_Data provided_:

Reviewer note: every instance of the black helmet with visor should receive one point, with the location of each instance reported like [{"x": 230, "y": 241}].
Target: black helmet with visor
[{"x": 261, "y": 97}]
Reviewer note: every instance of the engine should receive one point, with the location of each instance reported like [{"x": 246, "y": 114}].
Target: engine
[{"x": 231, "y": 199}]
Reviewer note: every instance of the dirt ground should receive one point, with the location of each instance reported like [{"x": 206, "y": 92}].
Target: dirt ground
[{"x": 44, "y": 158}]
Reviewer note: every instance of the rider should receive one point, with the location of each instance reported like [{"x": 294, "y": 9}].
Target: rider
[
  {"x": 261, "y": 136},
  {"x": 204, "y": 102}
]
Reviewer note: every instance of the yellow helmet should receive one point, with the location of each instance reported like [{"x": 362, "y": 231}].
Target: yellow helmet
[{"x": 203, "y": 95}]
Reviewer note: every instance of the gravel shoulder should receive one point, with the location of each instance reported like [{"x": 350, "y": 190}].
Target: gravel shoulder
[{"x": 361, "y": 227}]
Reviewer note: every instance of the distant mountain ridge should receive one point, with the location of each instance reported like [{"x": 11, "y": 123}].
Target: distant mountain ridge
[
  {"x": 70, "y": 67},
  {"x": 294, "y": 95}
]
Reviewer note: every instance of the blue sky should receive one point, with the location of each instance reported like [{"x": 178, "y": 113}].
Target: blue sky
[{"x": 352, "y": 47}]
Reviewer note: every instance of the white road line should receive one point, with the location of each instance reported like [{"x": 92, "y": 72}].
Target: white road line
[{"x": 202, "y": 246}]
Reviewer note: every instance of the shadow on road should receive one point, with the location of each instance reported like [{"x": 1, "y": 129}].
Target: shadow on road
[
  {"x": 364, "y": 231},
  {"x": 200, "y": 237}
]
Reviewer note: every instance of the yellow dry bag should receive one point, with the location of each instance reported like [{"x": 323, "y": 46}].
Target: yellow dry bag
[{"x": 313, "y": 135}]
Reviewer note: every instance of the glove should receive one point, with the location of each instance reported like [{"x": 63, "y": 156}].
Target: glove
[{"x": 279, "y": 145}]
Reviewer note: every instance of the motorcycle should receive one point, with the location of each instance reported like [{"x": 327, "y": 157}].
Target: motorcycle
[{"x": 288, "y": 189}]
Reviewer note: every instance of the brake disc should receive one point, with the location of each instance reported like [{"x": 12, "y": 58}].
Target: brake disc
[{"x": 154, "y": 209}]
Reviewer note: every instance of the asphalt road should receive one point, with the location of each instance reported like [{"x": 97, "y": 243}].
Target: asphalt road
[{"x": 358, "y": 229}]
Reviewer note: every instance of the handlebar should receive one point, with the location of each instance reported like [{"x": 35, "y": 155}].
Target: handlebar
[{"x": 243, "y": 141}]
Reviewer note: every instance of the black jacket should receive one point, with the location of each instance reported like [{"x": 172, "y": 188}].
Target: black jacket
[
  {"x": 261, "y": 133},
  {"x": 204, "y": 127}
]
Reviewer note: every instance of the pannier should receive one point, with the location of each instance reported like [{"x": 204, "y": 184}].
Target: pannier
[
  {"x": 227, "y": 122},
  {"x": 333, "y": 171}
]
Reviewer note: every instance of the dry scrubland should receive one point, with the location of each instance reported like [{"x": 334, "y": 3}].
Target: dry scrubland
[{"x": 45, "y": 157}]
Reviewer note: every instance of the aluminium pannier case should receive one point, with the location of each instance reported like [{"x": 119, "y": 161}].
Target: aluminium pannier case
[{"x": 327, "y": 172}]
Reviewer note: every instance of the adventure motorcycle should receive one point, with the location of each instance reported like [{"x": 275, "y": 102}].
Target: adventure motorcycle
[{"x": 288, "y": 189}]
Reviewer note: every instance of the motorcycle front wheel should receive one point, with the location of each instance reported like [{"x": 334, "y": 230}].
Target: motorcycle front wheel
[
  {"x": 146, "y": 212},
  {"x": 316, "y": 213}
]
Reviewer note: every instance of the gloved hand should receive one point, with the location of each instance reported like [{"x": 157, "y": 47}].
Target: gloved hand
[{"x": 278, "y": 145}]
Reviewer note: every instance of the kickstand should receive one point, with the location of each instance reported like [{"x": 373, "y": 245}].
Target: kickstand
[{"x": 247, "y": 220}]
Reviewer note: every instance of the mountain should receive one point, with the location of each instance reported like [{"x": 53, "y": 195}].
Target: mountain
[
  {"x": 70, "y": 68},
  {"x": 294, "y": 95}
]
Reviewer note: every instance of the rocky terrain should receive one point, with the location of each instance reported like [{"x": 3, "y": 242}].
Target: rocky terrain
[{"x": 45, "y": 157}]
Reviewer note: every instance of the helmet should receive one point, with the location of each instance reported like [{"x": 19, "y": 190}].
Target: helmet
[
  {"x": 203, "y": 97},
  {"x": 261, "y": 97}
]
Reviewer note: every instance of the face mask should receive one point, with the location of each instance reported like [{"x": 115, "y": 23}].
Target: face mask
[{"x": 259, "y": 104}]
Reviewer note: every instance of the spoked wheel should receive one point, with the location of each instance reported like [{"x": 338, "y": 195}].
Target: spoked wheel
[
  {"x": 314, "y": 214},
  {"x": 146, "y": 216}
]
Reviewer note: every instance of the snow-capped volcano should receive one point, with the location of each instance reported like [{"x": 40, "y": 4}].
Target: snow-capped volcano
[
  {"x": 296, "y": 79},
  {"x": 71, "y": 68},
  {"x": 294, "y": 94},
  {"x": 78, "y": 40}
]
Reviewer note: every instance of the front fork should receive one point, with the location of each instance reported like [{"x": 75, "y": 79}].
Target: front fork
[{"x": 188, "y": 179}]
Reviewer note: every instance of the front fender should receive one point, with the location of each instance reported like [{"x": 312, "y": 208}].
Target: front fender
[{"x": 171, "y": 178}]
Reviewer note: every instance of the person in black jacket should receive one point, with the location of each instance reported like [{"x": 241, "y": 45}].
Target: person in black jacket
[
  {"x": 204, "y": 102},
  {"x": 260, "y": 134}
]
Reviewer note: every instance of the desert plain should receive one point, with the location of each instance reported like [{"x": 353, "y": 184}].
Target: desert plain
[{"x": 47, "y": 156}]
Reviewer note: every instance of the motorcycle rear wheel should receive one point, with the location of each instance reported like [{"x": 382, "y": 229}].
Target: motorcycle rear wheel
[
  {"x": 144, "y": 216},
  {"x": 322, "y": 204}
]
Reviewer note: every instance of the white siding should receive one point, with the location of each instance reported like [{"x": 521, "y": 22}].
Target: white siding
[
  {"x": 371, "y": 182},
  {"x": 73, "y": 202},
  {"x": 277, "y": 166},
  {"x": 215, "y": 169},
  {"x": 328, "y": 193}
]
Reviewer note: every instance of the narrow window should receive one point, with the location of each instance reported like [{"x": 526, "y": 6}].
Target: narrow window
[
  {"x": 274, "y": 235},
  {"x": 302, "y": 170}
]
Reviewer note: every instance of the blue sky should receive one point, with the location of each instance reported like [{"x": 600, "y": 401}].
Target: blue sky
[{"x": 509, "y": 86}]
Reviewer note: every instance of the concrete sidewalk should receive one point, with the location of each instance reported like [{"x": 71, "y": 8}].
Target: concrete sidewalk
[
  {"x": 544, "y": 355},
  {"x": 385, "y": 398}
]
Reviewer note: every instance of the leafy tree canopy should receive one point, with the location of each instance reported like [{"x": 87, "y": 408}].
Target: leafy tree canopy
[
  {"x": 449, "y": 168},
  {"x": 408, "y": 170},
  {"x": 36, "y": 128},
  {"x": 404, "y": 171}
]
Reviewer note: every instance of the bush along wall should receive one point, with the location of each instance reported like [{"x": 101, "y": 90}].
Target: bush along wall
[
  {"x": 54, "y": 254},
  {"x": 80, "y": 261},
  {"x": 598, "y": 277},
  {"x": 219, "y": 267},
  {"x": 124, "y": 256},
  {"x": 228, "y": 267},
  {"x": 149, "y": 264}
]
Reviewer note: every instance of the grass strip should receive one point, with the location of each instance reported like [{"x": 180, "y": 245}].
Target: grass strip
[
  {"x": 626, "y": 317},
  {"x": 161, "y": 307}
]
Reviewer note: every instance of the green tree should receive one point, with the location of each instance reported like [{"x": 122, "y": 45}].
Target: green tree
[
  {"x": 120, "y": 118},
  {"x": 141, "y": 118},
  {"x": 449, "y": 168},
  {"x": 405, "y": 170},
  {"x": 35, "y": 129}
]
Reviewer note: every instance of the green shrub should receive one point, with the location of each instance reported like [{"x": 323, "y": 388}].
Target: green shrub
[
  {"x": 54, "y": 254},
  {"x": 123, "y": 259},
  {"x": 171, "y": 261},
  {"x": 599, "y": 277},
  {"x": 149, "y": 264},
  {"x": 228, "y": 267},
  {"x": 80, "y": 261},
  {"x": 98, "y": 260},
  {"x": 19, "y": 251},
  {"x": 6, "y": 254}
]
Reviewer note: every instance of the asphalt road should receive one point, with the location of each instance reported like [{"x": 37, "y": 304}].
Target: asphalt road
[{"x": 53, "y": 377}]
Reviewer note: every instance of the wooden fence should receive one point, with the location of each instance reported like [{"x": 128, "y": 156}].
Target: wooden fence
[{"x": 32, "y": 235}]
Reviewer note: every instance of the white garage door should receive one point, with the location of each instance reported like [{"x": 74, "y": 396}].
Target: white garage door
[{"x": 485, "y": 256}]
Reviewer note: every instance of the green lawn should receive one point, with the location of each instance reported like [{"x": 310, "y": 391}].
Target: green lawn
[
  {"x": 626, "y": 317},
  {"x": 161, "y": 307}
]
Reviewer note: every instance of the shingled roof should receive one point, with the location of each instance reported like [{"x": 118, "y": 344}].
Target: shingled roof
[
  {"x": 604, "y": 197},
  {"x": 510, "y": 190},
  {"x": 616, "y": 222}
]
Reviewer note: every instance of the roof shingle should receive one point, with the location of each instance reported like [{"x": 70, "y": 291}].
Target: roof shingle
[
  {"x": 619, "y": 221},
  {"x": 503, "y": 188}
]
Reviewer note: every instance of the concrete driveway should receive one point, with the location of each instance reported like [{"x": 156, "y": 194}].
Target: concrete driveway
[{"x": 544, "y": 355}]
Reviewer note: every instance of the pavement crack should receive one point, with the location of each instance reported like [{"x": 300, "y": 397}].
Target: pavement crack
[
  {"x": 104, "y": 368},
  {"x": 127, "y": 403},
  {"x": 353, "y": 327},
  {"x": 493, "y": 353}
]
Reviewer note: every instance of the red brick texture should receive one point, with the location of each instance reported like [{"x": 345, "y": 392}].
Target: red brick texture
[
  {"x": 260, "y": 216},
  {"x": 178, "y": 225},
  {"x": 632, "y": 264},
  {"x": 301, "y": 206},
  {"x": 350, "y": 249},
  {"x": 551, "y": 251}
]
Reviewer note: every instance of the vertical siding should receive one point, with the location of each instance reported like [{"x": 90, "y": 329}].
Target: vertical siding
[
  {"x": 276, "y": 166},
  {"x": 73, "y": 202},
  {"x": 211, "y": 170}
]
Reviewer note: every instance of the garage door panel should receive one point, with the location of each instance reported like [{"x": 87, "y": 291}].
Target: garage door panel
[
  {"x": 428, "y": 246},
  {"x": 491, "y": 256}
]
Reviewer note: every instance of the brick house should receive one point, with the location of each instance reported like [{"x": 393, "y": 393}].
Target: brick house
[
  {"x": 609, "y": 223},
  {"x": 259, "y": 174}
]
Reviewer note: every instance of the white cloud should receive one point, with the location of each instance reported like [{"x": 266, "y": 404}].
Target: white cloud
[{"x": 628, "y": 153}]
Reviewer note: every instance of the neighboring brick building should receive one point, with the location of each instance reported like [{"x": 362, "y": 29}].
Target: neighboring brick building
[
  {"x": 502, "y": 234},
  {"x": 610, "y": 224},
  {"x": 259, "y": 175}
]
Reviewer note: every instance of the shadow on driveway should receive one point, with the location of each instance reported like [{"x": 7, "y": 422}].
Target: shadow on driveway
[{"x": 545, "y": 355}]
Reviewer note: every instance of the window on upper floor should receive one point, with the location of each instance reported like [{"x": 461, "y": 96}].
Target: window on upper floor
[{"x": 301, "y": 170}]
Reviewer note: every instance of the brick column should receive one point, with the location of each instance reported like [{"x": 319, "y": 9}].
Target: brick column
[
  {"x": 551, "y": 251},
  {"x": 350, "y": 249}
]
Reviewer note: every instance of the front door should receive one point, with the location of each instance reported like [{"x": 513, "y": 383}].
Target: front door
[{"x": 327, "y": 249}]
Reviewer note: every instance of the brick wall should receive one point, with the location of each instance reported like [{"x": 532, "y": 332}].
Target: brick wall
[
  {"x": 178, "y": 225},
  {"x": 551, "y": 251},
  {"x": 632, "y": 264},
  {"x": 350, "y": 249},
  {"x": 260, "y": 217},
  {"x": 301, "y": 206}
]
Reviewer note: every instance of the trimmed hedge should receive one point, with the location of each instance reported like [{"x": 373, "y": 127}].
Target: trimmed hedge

_Task goal_: Extract, exactly as they appear, the lines from the one containing "Reviewer note: every instance of the shadow on driveway" through the final line.

_Exercise answer_:
Reviewer note: every instance of the shadow on driveway should receive one point, with the location of each instance reported like [{"x": 7, "y": 422}].
Target: shadow on driveway
[{"x": 545, "y": 355}]
Reviewer note: every instance of the window on upper floor should receive one point, with the location of each instance reported like [{"x": 461, "y": 96}].
Target: window on upper floor
[{"x": 301, "y": 170}]
Reviewer note: every instance of the brick column should receive one point, with the location of each instance reported like [{"x": 319, "y": 9}].
Target: brick column
[
  {"x": 551, "y": 251},
  {"x": 350, "y": 249}
]
Reviewer note: every instance of the front door should receive one point, with the location of each instance reported like [{"x": 513, "y": 383}].
Target: front door
[{"x": 327, "y": 249}]
Reviewer note: every instance of the brick wall should receive one point, with the location of each instance reported like [{"x": 532, "y": 332}].
Target: brick wall
[
  {"x": 178, "y": 225},
  {"x": 551, "y": 251},
  {"x": 632, "y": 264},
  {"x": 350, "y": 249},
  {"x": 260, "y": 217},
  {"x": 301, "y": 206}
]
Reviewer note: every instance of the trimmed hedge should receive one point, with the location of each instance reported like [{"x": 373, "y": 127}].
Target: trimmed hedge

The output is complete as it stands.